Copy out all of the items below, changing every "Mark a point" to "Place a point" and leaving the rest untouched.

[Input for this task start]

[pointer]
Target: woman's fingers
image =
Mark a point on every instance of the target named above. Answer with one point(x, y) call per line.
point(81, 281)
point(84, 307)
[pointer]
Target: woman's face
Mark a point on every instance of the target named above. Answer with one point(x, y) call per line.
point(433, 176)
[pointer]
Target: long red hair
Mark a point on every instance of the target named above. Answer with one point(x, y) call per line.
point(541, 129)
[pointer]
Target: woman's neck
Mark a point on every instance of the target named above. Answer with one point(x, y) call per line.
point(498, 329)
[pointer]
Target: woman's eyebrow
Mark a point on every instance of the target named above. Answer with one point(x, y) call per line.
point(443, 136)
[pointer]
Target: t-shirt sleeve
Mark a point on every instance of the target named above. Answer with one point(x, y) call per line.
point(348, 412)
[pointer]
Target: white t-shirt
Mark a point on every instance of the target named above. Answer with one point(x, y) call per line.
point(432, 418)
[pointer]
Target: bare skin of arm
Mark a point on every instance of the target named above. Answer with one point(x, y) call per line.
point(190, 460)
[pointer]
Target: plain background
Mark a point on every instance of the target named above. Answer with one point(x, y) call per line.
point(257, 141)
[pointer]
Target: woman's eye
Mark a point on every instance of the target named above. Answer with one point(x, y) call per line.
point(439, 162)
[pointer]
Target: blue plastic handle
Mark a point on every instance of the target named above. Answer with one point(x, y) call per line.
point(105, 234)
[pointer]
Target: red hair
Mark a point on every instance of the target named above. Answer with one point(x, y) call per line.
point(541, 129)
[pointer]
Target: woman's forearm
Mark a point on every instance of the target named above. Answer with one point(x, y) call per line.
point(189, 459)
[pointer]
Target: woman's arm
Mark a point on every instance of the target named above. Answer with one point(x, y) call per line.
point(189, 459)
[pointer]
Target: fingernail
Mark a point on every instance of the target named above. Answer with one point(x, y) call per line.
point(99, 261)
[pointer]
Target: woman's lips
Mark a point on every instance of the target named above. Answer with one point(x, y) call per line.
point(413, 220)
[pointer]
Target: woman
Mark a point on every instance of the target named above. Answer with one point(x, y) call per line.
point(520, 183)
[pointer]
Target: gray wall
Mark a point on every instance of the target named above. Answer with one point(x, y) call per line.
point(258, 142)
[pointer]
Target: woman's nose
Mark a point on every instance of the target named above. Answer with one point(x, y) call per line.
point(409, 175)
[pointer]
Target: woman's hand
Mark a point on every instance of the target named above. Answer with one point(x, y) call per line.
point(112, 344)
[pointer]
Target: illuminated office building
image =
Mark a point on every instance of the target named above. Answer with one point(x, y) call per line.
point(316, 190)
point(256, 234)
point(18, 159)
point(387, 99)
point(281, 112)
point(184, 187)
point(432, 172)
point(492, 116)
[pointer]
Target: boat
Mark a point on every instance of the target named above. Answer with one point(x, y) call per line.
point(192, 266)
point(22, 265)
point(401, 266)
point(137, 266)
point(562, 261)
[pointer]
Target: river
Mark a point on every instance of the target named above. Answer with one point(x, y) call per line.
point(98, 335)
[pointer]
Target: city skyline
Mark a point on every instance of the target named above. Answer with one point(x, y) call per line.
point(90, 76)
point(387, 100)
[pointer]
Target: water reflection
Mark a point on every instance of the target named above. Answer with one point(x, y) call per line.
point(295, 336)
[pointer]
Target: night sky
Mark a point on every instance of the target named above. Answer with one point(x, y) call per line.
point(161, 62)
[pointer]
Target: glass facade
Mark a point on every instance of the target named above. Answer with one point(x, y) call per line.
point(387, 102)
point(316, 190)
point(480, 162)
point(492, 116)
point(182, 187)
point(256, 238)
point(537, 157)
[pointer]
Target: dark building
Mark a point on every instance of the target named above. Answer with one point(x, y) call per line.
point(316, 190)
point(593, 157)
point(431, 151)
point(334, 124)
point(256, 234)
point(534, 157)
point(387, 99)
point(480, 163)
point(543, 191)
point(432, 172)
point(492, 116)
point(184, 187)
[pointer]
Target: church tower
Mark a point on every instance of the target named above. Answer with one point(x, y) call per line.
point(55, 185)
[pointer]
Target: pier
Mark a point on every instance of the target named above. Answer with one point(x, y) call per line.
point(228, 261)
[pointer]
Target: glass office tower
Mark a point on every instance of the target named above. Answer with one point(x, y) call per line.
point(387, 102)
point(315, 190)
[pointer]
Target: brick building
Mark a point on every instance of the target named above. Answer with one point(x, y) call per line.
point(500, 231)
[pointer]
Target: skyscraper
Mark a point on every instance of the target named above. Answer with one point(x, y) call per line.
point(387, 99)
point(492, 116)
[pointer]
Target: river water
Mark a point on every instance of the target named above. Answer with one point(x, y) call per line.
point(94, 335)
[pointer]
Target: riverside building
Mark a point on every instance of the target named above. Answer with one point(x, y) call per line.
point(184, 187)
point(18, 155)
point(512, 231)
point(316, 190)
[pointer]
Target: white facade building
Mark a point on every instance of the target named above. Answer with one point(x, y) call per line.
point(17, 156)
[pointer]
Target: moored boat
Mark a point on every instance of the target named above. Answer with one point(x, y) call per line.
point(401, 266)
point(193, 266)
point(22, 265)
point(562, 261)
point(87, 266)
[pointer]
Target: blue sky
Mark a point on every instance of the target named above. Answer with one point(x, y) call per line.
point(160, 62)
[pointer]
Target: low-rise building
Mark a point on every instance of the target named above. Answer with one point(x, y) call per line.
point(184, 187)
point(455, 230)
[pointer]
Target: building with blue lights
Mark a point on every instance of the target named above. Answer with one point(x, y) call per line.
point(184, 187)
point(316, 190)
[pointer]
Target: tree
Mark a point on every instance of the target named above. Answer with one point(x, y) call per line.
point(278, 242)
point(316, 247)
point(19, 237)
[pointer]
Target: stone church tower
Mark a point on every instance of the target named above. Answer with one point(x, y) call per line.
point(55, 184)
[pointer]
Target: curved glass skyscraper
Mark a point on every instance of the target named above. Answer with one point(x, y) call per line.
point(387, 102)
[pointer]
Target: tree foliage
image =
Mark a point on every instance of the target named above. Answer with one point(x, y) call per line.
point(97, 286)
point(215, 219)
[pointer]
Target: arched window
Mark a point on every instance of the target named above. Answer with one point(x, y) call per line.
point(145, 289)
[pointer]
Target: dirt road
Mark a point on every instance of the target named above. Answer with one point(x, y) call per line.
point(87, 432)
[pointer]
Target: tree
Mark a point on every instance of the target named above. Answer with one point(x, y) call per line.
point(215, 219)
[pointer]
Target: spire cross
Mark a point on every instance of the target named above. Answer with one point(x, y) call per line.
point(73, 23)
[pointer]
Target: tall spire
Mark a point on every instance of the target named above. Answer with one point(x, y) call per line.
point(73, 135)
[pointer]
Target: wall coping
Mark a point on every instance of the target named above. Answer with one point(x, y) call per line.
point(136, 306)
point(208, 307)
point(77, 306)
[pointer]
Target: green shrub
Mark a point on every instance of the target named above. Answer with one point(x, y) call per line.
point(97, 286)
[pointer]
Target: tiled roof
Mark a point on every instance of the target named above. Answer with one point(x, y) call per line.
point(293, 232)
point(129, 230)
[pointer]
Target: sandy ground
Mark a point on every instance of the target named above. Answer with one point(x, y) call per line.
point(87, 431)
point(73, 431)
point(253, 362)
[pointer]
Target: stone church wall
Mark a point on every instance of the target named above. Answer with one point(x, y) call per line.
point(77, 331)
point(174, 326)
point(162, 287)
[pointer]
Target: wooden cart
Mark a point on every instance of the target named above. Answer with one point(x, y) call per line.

[Input for this task end]

**Result of the task:**
[pointer]
Target: woman's fingers
image =
Place a point on every instance of the target named above. Answer with one point(x, y) call per line.
point(81, 281)
point(84, 307)
[pointer]
Target: woman's face
Place a point on every instance of the target named above. Answer with one point(x, y) call per line.
point(433, 176)
[pointer]
Target: long red hair
Place a point on every instance of the target named above. Answer with one point(x, y) call per line.
point(541, 129)
[pointer]
Target: woman's neck
Place a point on every instance of the target named above. Answer with one point(x, y) call per line.
point(498, 329)
[pointer]
Target: woman's eyebrow
Place a point on every instance of the target named above. Answer with one point(x, y) call per line.
point(443, 136)
[pointer]
Target: t-shirt sleeve
Place a point on every instance of the target named above. Answer with one point(x, y) call per line.
point(348, 412)
[pointer]
Target: white t-shirt
Place a point on every instance of the target named above. Answer with one point(x, y) call per line.
point(432, 418)
[pointer]
Target: bare skin of arm
Place a point on every instance of the target named above. Answer with one point(x, y) call per line.
point(190, 460)
[pointer]
Target: plain background
Place a point on every instance of the target named above. Answer with one point(x, y) call per line.
point(257, 141)
[pointer]
Target: woman's eye
Place a point on every instance of the target named above. Answer with one point(x, y) call per line.
point(439, 162)
[pointer]
Target: blue plastic handle
Place a point on every instance of the target named above. Answer with one point(x, y) call per line.
point(105, 234)
[pointer]
Target: red hair
Place a point on every instance of the target named above. Answer with one point(x, y) call per line.
point(541, 129)
[pointer]
Target: woman's forearm
Place a point on every instance of the target named above. Answer with one point(x, y) call per line.
point(189, 459)
[pointer]
Target: woman's arm
Place a point on every instance of the target named above. Answer with one point(x, y) call per line.
point(189, 459)
[pointer]
Target: fingernail
Place a point on every instance of the target named above. Answer with one point(x, y) call per line.
point(99, 261)
[pointer]
Target: woman's lips
Place a point on every instance of the target named above. Answer with one point(x, y) call per line.
point(413, 220)
[pointer]
Target: woman
Place a point on every instance of the target named above. Answer with one point(x, y) call per line.
point(520, 183)
[pointer]
Target: gray wall
Place a point on every instance of the target named above. Answer with one point(x, y) call per line.
point(258, 142)
[pointer]
Target: woman's nose
Place a point on every instance of the target named above. Answer with one point(x, y) call per line.
point(409, 175)
[pointer]
Target: woman's hand
Place a point on every instance of the target named above. Answer with one point(x, y) call per line.
point(112, 344)
[pointer]
Target: illuminated office building
image =
Place a point on every instance of the target named above. Answer with one point(x, y) call per line.
point(316, 190)
point(256, 234)
point(18, 159)
point(387, 99)
point(281, 112)
point(184, 187)
point(432, 172)
point(492, 116)
[pointer]
Target: boat
Place a point on every instance of the target named above. Answer with one point(x, y) call per line.
point(192, 266)
point(22, 265)
point(401, 266)
point(137, 266)
point(562, 261)
[pointer]
Target: river
Place a point on every instance of the target named above. Answer with one point(x, y) call per line.
point(98, 335)
[pointer]
Target: city skyline
Place a point on every instance of the target named above. Answer with one point(x, y) call per line.
point(90, 76)
point(387, 100)
[pointer]
Target: water reflection
Place a point on every instance of the target named above. Answer with one point(x, y) call per line.
point(295, 336)
[pointer]
Target: night sky
Place a point on every instance of the target named above. Answer with one point(x, y) call per line.
point(161, 62)
[pointer]
Target: glass facade
Place a point on every instance of the target named above. Answer with one point(x, y) call per line.
point(387, 102)
point(316, 190)
point(480, 162)
point(492, 116)
point(182, 187)
point(256, 238)
point(537, 157)
[pointer]
Target: dark building
Place a point on every instance of the target named above. Answer with one point(x, y) call per line.
point(316, 190)
point(593, 157)
point(431, 151)
point(334, 124)
point(256, 234)
point(534, 157)
point(387, 99)
point(480, 163)
point(543, 191)
point(432, 172)
point(492, 116)
point(184, 187)
[pointer]
Target: church tower
Place a point on every instance of the target named above. Answer with one point(x, y) call per line.
point(55, 185)
[pointer]
Target: pier
Place a point on every instance of the target named above. Answer with one point(x, y) call per line.
point(228, 261)
[pointer]
Target: glass office tower
Place a point on every instance of the target named above. Answer with one point(x, y) call per line.
point(387, 102)
point(315, 190)
[pointer]
Target: brick building
Place a point on every instance of the target named above. Answer with one point(x, y) call per line.
point(500, 231)
[pointer]
Target: skyscraper
Place a point on every instance of the target named above. Answer with one point(x, y) call per line.
point(387, 99)
point(492, 116)
[pointer]
Target: river water
Place a point on every instance of the target named above. Answer with one point(x, y) call per line.
point(94, 335)
[pointer]
Target: riverside building
Place a point on every instance of the target named above. Answer with one point(x, y) call per line.
point(184, 187)
point(18, 155)
point(512, 231)
point(316, 190)
[pointer]
Target: white facade building
Place a point on every instance of the target named above. Answer with one point(x, y) call per line.
point(17, 156)
[pointer]
Target: moored boat
Place a point on every instance of the target named above. Answer with one point(x, y) call per line.
point(401, 266)
point(193, 266)
point(22, 265)
point(562, 261)
point(87, 266)
[pointer]
Target: blue sky
Place a point on every instance of the target named above. Answer with one point(x, y) call per line.
point(160, 62)
[pointer]
Target: low-rise building
Place a point on every instance of the target named above. Answer with one point(x, y) call per line.
point(184, 187)
point(455, 230)
[pointer]
Target: building with blue lights
Place a point on every instance of the target named above. Answer with one point(x, y) call per line.
point(184, 187)
point(316, 190)
[pointer]
Target: tree
Place a point on every instance of the target named above. Answer with one point(x, y) call per line.
point(278, 242)
point(316, 247)
point(19, 237)
[pointer]
Target: stone church tower
Place a point on every instance of the target named above. Answer with one point(x, y) call per line.
point(55, 184)
[pointer]
Target: curved glass skyscraper
Place a point on every instance of the target named above. Answer with one point(x, y) call per line.
point(387, 102)
[pointer]
Target: tree foliage
image =
Place a point on every instance of the target named above. Answer with one point(x, y) call per line.
point(97, 286)
point(215, 219)
[pointer]
Target: arched window
Place a point on every instance of the target named above. Answer with one point(x, y) call per line.
point(145, 289)
[pointer]
Target: dirt road
Place a point on every instance of the target named above. Answer with one point(x, y) call per line.
point(87, 432)
[pointer]
Target: tree
Place a point on every instance of the target named above. Answer with one point(x, y) call per line.
point(215, 219)
[pointer]
Target: spire cross
Place a point on every instance of the target named above. Answer with one point(x, y) call per line.
point(73, 23)
[pointer]
Target: tall spire
Place a point on every instance of the target named above. Answer with one point(x, y) call per line.
point(73, 135)
[pointer]
Target: wall coping
Place a point on every instance of the target named above. Answer with one point(x, y) call per line.
point(136, 306)
point(208, 307)
point(77, 306)
[pointer]
Target: green shrub
Place a point on every instance of the target named above. Answer with one point(x, y) call per line.
point(97, 286)
[pointer]
Target: tiled roof
Place a point on every instance of the target named above. Answer with one point(x, y) call per line.
point(293, 232)
point(129, 230)
[pointer]
Target: sandy ground
Place a point on every instance of the target named above. Answer with one point(x, y) call per line.
point(87, 431)
point(73, 431)
point(253, 362)
[pointer]
Target: stone church wall
Place a point on every instance of the target named above. Answer with one point(x, y) call per line.
point(77, 331)
point(174, 326)
point(162, 287)
[pointer]
Target: wooden cart
Place a point on every instance of the target named above. Answer with one point(x, y) call per line.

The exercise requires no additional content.